- **REQUIRED ACTION A**: Copy out the school disco piece between "I have just" and "on the job?", inclusive, swapping "teachers" for "chaperones" wherever it appears.
- **REQUIRED ACTION B**: Pick up the school disco piece after its last sentence and write what comes next.

==== PASSAGE FOR REVIEW ====

This is going to be a very strange evening. Memories of drinking 14 cans of fizzy pop in two and a half hours; Rod Stewart’s ‘Sailing’ and a stolen moment with Emily Tangent behind a Nissen Hut in a Borders backwater fill my head.

I have just dropped off the eldest child (12) at his first disco which doesn’t involve jelly and ice cream. I am filled with all sorts of dark thoughts. What if he’s offered crack cocaine? Or even worse, the buffet only has turkey twizzlers? Can he beat 14 cans? How much Um Bongo can a child take before being rushed to A&E? Will the youthful hormones turn the screaming little oiks into a giddy mix of lord knows what and we’ll be choosing pink or blue and a nice hat in nine months time?

It’s OK though, It’s an official school event. So that’s all right then. Panic over. The teachers will be armed with cattleprods patrolling dark corners and the loos clipping adolescents round the ear if there’s any nonsense. Hang on though. I’ve just seen the two teachers go in. They are young and tanned. I think they may be an item. I fear the worst. Will their minds be on the job? 

And what about the vexed question of where to park.  Not for the first time I wonder how I can fill two and a half hours on a wet evening in Teesdale. Should I stay in the car park and wait? I’d have hated that. And these days what with stalking cases involving middle-aged men on the increase I may be arrested in a well planned Police raid after an anonymous call from inside the Hall. As I drive away in the squad car I see my eldest smiling and waving. Charming.

 But by the time I drive home it’ll be time to come back again. Maybe I’ll hover in a lay-by along the road and watch something on my laptop. That is also a terrible idea. I fear magistrates would want to make an example.

==== RECORDED INFORMATION ====

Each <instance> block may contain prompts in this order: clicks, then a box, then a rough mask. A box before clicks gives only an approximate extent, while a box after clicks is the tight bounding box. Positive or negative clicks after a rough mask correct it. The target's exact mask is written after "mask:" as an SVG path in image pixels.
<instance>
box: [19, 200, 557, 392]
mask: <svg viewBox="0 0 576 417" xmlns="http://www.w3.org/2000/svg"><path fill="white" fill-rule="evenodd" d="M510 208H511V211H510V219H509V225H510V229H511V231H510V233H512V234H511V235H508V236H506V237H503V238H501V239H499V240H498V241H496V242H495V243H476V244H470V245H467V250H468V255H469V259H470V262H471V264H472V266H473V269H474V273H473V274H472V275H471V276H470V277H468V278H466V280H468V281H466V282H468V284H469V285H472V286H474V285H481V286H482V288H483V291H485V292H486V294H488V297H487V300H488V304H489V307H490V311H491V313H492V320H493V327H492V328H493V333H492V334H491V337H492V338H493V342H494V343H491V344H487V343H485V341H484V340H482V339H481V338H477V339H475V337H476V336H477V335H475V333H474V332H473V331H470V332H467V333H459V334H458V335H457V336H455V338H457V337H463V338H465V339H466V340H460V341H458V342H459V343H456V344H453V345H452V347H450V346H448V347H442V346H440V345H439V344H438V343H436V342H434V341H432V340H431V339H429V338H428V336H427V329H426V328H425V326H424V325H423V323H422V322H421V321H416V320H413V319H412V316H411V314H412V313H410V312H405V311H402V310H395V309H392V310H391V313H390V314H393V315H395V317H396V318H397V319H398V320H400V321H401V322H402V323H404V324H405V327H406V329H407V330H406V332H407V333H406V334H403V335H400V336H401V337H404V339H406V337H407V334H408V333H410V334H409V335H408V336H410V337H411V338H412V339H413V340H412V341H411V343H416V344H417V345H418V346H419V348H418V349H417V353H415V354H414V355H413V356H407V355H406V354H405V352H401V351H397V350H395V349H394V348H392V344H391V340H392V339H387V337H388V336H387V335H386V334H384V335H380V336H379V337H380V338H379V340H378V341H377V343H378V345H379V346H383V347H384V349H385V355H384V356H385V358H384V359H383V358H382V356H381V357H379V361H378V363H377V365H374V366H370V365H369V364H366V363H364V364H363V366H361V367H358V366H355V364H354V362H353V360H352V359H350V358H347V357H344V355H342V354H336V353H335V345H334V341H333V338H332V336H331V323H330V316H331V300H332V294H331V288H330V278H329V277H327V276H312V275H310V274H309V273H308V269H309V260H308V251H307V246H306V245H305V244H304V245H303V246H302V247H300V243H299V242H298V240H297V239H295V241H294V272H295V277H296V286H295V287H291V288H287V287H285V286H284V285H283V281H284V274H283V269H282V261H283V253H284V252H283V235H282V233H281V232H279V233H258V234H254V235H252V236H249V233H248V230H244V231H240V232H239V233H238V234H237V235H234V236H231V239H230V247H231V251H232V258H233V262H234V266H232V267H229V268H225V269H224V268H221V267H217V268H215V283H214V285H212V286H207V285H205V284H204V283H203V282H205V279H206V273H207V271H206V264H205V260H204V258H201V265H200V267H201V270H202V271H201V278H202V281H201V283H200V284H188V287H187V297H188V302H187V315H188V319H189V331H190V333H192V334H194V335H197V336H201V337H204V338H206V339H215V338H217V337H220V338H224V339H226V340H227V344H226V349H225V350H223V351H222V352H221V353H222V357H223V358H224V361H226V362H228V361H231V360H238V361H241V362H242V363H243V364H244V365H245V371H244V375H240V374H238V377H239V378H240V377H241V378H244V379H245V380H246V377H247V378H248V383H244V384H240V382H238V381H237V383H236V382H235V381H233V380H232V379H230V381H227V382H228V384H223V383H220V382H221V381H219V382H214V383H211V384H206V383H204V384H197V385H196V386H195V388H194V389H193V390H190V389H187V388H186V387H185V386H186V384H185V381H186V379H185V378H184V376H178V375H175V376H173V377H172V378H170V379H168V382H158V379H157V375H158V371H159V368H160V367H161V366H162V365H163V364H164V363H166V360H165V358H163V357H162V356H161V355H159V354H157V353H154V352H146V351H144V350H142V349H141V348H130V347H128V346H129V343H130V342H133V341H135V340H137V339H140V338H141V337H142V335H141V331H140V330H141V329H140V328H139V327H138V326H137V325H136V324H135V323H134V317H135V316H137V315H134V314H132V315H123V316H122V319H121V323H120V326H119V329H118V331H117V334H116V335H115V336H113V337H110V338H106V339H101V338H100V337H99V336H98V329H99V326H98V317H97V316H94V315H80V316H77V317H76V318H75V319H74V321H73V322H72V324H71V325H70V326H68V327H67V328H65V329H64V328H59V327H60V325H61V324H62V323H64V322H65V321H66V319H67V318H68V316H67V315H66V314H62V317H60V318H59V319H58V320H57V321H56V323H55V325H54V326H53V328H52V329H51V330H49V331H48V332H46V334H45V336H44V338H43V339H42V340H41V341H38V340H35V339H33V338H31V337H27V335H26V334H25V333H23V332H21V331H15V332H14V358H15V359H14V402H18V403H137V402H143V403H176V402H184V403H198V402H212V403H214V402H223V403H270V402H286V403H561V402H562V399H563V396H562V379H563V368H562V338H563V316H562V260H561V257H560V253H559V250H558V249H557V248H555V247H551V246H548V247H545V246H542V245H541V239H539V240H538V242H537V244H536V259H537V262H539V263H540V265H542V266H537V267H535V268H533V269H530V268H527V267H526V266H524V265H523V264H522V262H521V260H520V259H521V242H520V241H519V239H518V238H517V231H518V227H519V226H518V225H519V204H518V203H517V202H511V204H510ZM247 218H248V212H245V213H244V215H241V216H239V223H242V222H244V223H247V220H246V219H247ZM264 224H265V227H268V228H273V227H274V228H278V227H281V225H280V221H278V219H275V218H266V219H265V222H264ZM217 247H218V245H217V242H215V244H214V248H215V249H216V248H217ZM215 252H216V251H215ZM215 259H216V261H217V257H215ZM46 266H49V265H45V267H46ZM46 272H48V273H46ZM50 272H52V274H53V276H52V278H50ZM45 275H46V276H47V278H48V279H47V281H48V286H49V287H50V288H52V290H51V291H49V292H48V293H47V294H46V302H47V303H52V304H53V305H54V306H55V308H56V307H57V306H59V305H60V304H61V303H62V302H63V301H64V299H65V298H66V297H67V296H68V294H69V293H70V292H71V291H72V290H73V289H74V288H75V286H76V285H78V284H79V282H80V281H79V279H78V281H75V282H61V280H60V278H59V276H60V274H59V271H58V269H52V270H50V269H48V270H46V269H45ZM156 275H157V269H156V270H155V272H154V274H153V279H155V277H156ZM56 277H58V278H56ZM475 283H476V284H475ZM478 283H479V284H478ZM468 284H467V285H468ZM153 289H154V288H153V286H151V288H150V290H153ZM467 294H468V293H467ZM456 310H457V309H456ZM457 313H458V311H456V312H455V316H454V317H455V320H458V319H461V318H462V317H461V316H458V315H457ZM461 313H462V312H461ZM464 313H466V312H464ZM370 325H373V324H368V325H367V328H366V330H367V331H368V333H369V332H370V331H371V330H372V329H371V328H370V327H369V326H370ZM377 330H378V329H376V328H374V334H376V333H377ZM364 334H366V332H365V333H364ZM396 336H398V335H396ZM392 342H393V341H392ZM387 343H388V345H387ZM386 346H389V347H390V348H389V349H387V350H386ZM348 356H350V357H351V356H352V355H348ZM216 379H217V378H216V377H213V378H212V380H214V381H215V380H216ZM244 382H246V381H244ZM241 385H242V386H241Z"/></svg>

====

- **EXPECTED OUTPUT A**:
I have just dropped off the eldest child (12) at his first disco which doesn’t involve jelly and ice cream. I am filled with all sorts of dark thoughts. What if he’s offered crack cocaine? Or even worse, the buffet only has turkey twizzlers? Can he beat 14 cans? How much Um Bongo can a child take before being rushed to A&E? Will the youthful hormones turn the screaming little oiks into a giddy mix of lord knows what and we’ll be choosing pink or blue and a nice hat in nine months time?

It’s OK though, It’s an official school event. So that’s all right then. Panic over. The chaperones will be armed with cattleprods patrolling dark corners and the loos clipping adolescents round the ear if there’s any nonsense. Hang on though. I’ve just seen the two chaperones go in. They are young and tanned. I think they may be an item. I fear the worst. Will their minds be on the job?

- **EXPECTED OUTPUT B**:
 The children eventually emerge and are high on….well…nothing but natural excitement. It’s a rare opportunity to be free of parents; school routines; homework and brothers and sisters. Dress code would appear from where I am sitting to be a tantalising mix of branded leisure chic meets Hannah Montana. A heady combination of teenage static; aftershave and exotic perfumes fill the air. I should be appalled. I am of course fantastically jealous. 

 In August 1976 I made my public debut on a dancefloor. Not wanting to become a grandmother too early in life mum had fitted the standard anti- female deterrents: tanktop,  elastic tie and bell bottoms which were hanging at what fashionistas would describe as “half-mast”. I was an irresistible hunk of lovin’.  But of course the disco fell along the usual lines- boys at one end throwing soggy Wotsits at each other, the girls at the other pointing at my trousers and giggling. And so the night passed.

Must go….. I can see movement in the bushes. My God it’s the teachers. Where’s my cattleprod?